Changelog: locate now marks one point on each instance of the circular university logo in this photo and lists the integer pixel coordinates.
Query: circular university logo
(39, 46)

◇ ◇ ◇

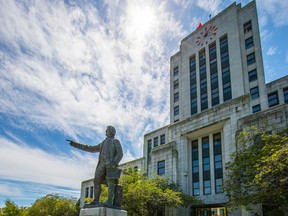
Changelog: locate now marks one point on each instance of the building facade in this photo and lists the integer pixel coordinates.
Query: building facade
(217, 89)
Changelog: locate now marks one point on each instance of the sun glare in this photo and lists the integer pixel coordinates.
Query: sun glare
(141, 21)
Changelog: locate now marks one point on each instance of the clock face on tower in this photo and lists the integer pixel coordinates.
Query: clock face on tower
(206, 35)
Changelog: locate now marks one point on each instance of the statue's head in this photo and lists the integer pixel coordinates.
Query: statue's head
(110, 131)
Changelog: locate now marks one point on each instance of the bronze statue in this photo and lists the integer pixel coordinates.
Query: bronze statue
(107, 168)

◇ ◇ ◇

* Required work
Report the number of lines in the records above that contain the word "building", giving only the number.

* Task output
2